[Box-labeled dataset extracts]
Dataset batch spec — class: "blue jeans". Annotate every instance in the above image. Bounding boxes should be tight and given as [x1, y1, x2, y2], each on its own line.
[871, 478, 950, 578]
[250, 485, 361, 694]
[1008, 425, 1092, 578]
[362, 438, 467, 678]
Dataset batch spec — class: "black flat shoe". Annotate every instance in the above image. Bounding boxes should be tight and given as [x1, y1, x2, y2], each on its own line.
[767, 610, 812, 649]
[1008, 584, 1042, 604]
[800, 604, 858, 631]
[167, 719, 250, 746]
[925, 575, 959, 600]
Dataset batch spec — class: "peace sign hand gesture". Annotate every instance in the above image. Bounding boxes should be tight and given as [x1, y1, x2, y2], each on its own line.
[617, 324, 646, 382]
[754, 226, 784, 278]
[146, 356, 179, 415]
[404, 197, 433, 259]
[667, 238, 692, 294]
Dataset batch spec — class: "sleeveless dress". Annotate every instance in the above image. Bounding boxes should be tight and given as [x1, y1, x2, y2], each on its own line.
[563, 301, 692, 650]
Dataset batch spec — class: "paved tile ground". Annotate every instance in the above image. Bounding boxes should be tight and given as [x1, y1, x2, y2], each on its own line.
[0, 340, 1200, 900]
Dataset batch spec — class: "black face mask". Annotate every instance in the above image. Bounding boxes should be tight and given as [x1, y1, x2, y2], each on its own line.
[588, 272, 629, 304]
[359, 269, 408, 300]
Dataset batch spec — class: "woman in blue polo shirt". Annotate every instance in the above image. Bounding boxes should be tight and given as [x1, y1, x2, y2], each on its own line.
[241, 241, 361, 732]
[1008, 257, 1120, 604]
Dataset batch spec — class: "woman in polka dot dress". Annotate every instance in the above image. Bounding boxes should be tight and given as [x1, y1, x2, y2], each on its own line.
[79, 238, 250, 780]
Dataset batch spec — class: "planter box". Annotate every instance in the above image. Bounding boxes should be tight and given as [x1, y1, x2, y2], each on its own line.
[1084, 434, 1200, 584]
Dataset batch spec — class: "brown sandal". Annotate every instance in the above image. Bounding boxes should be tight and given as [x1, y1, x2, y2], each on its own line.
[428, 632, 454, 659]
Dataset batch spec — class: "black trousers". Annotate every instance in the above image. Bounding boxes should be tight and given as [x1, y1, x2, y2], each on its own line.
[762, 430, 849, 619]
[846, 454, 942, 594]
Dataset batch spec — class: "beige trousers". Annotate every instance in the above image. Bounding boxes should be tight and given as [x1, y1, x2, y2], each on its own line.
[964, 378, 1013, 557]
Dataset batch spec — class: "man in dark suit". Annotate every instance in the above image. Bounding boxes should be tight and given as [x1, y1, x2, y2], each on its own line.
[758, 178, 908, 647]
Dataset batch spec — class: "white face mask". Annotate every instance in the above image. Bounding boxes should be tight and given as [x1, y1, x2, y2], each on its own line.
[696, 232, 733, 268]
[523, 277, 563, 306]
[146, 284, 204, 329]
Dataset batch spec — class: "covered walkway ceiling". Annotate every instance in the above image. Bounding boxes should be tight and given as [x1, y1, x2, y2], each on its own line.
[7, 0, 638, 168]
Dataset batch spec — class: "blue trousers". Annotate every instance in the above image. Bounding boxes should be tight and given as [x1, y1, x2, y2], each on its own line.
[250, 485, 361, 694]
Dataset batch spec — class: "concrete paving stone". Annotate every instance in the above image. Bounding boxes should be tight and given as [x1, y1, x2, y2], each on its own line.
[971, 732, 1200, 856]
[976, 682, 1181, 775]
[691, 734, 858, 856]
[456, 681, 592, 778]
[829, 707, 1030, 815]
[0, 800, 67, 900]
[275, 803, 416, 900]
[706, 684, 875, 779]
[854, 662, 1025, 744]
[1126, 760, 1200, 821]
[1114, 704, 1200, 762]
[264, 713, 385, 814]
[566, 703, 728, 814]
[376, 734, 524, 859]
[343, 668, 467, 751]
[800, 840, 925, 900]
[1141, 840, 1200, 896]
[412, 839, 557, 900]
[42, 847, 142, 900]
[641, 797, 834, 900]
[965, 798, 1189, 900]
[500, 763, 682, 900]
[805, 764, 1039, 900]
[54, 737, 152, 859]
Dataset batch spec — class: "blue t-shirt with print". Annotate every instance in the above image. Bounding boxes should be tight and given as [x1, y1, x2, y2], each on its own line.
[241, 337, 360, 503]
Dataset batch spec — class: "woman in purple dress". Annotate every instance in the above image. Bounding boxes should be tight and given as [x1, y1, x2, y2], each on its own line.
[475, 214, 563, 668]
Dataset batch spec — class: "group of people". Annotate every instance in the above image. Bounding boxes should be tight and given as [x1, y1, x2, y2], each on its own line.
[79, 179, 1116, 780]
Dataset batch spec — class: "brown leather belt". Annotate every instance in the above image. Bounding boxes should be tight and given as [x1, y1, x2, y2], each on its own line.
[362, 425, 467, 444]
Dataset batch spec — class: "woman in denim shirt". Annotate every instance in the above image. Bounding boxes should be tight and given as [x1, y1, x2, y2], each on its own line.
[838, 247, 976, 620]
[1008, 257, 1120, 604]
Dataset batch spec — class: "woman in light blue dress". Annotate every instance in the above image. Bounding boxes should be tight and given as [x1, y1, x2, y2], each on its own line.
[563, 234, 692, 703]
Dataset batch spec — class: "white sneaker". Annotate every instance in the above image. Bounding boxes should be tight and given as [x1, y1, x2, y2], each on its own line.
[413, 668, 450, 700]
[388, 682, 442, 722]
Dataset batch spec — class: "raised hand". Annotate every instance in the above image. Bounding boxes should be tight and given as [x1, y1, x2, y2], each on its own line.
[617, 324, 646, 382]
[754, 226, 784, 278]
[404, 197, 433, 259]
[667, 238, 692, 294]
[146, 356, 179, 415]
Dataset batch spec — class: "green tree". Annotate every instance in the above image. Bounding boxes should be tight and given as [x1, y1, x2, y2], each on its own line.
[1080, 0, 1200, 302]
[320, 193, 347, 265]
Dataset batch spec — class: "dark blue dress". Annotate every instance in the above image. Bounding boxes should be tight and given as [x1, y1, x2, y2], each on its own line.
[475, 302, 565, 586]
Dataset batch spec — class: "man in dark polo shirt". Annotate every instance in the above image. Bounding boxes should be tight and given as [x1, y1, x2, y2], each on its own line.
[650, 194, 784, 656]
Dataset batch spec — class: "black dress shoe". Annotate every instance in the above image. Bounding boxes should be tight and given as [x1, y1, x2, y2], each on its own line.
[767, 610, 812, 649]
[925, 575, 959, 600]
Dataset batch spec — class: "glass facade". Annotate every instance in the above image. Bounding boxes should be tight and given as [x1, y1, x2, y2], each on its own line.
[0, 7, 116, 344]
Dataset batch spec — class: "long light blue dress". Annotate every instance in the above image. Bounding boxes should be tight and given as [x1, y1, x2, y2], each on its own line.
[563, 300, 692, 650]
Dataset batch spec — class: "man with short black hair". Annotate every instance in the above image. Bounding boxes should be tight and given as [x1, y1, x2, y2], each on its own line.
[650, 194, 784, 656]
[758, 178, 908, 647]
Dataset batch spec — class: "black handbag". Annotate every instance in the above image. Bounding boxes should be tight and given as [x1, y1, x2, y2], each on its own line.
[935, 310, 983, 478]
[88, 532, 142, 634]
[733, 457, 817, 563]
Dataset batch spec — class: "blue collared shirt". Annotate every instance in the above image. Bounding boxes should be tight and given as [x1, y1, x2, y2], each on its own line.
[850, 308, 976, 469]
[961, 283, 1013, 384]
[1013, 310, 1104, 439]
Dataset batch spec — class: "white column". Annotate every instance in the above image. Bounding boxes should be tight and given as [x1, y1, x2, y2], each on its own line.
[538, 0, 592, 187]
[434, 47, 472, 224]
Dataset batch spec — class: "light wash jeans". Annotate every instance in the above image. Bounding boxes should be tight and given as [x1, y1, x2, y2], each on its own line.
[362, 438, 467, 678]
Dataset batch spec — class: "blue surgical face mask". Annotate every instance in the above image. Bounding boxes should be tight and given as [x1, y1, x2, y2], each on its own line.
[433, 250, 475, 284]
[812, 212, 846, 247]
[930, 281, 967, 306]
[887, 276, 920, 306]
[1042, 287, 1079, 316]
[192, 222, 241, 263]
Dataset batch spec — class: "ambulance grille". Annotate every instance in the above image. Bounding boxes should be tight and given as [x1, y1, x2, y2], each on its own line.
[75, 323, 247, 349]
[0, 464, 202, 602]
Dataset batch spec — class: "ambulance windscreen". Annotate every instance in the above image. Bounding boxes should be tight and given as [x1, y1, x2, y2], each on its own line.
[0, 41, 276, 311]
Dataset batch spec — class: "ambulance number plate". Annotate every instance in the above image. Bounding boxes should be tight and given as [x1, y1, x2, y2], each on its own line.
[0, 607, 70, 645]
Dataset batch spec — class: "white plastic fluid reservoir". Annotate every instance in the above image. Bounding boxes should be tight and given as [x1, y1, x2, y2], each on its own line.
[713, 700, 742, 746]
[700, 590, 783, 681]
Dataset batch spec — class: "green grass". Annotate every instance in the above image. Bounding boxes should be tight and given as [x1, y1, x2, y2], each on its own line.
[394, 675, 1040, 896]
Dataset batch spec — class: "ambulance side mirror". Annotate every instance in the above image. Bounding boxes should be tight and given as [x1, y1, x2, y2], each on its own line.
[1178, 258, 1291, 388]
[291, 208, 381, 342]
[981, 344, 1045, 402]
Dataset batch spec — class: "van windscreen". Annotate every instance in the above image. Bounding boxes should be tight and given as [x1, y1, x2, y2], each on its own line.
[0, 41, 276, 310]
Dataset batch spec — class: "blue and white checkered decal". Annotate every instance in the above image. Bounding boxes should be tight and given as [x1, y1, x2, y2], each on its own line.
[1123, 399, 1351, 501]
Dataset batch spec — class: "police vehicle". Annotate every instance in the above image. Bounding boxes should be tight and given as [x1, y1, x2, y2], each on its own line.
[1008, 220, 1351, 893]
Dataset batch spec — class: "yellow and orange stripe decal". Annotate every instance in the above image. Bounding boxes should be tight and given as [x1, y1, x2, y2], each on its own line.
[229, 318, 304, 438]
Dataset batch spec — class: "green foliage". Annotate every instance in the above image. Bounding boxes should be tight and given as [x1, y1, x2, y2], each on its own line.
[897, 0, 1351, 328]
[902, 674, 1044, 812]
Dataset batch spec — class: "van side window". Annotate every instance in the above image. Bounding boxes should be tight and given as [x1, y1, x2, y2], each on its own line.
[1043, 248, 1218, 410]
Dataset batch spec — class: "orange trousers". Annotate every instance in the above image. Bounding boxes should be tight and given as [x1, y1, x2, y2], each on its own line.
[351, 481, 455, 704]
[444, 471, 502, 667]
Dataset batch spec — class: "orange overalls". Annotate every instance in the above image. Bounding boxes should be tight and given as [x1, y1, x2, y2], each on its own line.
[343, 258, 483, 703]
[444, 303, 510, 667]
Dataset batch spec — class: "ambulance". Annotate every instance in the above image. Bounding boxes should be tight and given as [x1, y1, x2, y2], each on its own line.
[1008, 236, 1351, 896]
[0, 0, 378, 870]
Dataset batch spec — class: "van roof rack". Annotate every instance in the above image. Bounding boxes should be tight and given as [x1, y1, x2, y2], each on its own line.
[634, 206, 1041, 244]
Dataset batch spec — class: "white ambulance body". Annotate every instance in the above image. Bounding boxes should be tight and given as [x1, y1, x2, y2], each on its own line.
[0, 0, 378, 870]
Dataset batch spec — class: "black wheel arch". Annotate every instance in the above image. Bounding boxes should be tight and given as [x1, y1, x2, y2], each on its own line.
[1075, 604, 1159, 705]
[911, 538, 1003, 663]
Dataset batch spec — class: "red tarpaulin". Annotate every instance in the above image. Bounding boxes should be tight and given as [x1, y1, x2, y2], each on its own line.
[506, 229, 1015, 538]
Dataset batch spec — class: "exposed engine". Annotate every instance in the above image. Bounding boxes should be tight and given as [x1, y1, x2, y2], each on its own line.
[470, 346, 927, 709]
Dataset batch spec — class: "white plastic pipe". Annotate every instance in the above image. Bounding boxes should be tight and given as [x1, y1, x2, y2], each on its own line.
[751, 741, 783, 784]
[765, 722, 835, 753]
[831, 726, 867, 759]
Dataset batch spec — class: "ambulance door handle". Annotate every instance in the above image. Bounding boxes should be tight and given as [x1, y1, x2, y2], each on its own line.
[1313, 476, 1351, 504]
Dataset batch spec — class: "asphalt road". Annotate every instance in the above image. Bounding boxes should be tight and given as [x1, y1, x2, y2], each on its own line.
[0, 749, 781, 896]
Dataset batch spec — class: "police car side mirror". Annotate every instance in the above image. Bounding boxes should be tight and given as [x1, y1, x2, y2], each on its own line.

Given instruction → Copy out verbatim the rows from the one containing "in polka dot" through the one containing "[846, 454, 942, 594]", including both.

Task result →
Dataset batch spec — class: "woman in polka dot dress". Annotate every instance in the above image. Bounding boxes should be tight and given as [x1, y1, x2, y2], each on its own line.
[79, 238, 250, 780]
Dataset batch spec — class: "planter box". Annotate every instance in the above image. Bounding boxes should be tight and given as [x1, y1, x2, y2], each on its own line.
[1084, 434, 1200, 584]
Dataset batch spec — class: "brown sandal". Annotate every instance in the above image. Bounding boxes should be tight and given as [x1, y1, x2, y2], each on its own line.
[428, 632, 454, 659]
Dataset batch spec — class: "black trousers". Annotate every instance in the above image. Bounding boxes should be tight and given as [x1, y1, x2, y2], each on its own line.
[762, 430, 849, 619]
[846, 454, 942, 594]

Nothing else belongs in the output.